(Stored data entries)

* * * * * * * * *

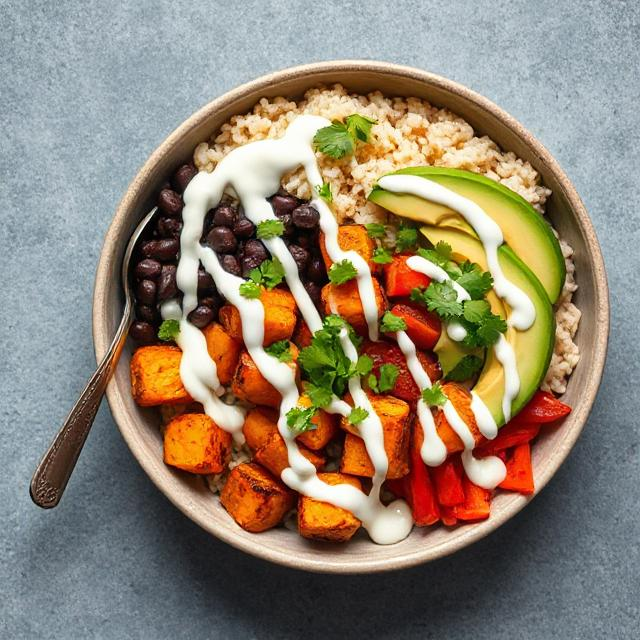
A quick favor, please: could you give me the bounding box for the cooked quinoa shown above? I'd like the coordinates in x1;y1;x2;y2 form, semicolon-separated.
194;84;580;395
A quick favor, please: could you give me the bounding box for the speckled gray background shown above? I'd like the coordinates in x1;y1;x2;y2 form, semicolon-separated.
1;0;638;638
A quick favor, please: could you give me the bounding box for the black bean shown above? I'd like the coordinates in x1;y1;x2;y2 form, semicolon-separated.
212;203;237;228
205;227;237;253
243;239;268;260
296;233;312;249
241;254;266;277
157;265;178;301
304;281;321;306
136;279;157;305
292;203;320;230
306;256;326;283
278;213;296;238
288;244;309;271
188;305;214;328
232;218;255;239
134;258;161;281
197;268;215;293
129;321;156;344
136;304;158;323
172;163;197;193
220;254;241;276
157;188;183;217
141;238;179;262
200;294;221;313
157;217;182;239
271;193;299;217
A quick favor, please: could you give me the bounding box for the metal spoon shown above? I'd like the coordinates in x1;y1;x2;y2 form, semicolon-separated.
30;207;159;508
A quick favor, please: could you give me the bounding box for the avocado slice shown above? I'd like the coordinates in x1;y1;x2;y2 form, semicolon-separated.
368;167;566;303
421;226;555;427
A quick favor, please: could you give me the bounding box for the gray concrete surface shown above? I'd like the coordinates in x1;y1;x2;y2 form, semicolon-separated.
1;1;638;638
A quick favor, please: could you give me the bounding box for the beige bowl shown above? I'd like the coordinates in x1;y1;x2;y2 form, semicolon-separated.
93;61;608;574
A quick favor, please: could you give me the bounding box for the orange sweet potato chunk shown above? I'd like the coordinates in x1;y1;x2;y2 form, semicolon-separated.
340;395;411;479
201;322;241;385
163;413;231;474
321;278;386;335
218;288;297;346
242;407;279;451
130;345;192;407
433;382;482;454
298;472;362;542
254;433;325;478
295;395;338;451
220;462;294;533
230;344;299;408
320;224;376;272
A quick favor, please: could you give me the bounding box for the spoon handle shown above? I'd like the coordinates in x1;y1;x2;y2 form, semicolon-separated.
30;306;132;508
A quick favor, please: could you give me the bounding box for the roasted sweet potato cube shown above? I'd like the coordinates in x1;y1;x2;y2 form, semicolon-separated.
255;433;325;477
298;472;362;542
159;402;203;425
292;318;313;348
242;407;279;451
220;463;294;532
433;382;482;454
295;395;338;450
130;345;192;407
320;224;376;272
163;413;232;474
321;278;385;335
340;395;411;479
218;288;297;346
230;344;299;408
201;322;241;385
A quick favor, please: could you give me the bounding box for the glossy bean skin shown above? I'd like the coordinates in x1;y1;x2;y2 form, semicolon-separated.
292;204;320;230
306;255;325;283
220;254;241;276
157;265;178;301
271;193;299;217
303;281;321;306
232;218;255;239
205;227;237;253
129;321;156;344
134;258;161;281
288;244;309;271
157;217;182;238
136;304;158;324
197;268;216;293
141;238;179;262
212;203;238;228
188;305;214;328
172;163;197;193
157;189;183;217
136;279;157;305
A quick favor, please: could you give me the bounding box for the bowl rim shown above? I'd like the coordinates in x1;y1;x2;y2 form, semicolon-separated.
92;60;609;574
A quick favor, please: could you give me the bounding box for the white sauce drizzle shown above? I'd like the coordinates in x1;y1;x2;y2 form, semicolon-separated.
176;115;411;544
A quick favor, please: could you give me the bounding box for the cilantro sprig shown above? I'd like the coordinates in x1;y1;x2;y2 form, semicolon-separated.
264;340;293;362
315;181;332;203
365;223;386;238
328;259;358;285
421;382;447;407
313;114;377;159
348;406;369;426
396;225;418;252
256;219;285;240
286;406;317;434
368;364;399;394
411;281;464;321
158;319;180;342
380;311;407;333
372;247;393;264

* * * * * * * * *

## Brief:
Could you copy the lines above exactly and skip the images?

## Task output:
A quick favor, please: could you give me the bounding box for the cooked quinoa shown above? I'd like the coordinates in x1;y1;x2;y2 form, semicolon-separated.
194;84;580;395
A quick favor, please: could you give me the bounding box for the speckled gray background shown above? I'd like the coordinates in x1;y1;x2;y2 form, semicolon-separated.
1;0;638;638
A quick favor, please: could you give me the bounding box for the black bean shown above? I'd like the coordinates in x1;y1;x2;y2 form, semicolon-separated.
212;203;237;228
205;227;237;253
243;239;268;260
296;233;312;249
241;254;266;277
157;265;178;301
304;281;321;306
136;279;157;305
292;203;320;230
306;256;326;283
278;213;296;238
288;244;309;271
188;305;214;328
232;218;255;239
134;258;161;281
197;268;215;293
129;321;156;344
136;304;158;323
172;163;197;193
220;254;241;276
157;188;183;217
141;238;179;262
200;294;221;313
157;217;182;239
271;193;299;217
A quick favor, please: could you give me the bounding box for the metal spoon shown above? I'd like the coordinates in x1;y1;x2;y2 form, semicolon-separated.
30;207;159;508
A quick favor, please: could you give me the bounding box for the avocado slice shown above? I'd like the coordinates in x1;y1;x2;y2 form, semicolon-separated.
368;167;566;303
421;226;555;427
A quick favor, please: could you give me the bounding box for the gray concrete surface shown above? I'd like the coordinates in x1;y1;x2;y2 form, semicolon-separated.
1;1;638;638
A quick favor, please: could you give me the bounding box for the beige bowl shown above? I'd like the coordinates in x1;y1;x2;y2 form, semicolon-separated.
93;61;608;574
A quick favor, please: could you give me the bounding box for the orange sweet potato chunk shown above? I'd like the coordinates in x1;y1;x2;y2 form, semicolon-separated.
340;395;411;479
201;322;241;385
163;413;231;474
321;278;386;335
218;288;297;346
242;407;279;451
130;345;192;407
433;382;482;454
298;472;362;542
254;433;325;478
295;395;338;451
220;462;294;533
230;344;299;408
320;224;376;272
A quick favor, please: could you give me the bounding box for the spoon handle shown above? I'd like the coordinates in x1;y1;x2;y2 form, semicolon-separated.
30;306;132;508
A quick favor, please: could you give me the bounding box for the roasted sweet potato cube shown above? I'd like the coordinates in x1;y1;x2;y2 form, semicolon-separated.
255;433;325;477
298;472;362;542
159;402;203;425
292;318;313;348
242;407;279;451
220;463;294;532
433;382;482;454
295;395;338;450
130;345;192;407
320;224;376;272
163;413;232;474
321;278;385;335
340;395;411;479
218;288;297;346
230;344;299;408
201;322;241;385
A quick favor, please: could you give me the bounding box for the glossy bean skin shown above? I'd like the coordinates in x1;y1;x2;y2 form, semicolon-separated.
292;204;320;230
306;255;325;283
220;254;241;276
157;265;178;301
271;193;299;217
303;281;321;306
232;218;255;239
205;227;237;253
129;321;156;344
134;258;161;281
288;244;309;271
157;217;182;238
136;304;158;324
197;268;216;293
141;238;179;262
212;203;238;228
188;305;214;328
172;163;197;193
157;189;183;217
136;279;157;305
A quick favor, please: could you give me the bounding box for the bowl rim shown above? I'd like the coordinates in x1;y1;x2;y2 form, semicolon-separated.
92;60;609;574
A quick favor, please: could you give me the bounding box for the white sauce drizzle shown above? I'd like the coordinates in x1;y1;x2;y2 form, semicolon-separated.
176;115;411;544
A quick favor, please: could you give me the bounding box for the cilantro sprig shown above? I'd like the coordinates in x1;y1;x2;y2 form, semicolon-separated.
264;340;293;362
315;181;332;203
365;223;386;238
328;259;358;285
421;382;447;407
313;114;377;159
348;406;369;426
396;225;418;252
256;219;285;240
286;406;317;434
368;364;399;394
411;281;464;321
158;319;180;342
380;311;407;333
372;247;393;264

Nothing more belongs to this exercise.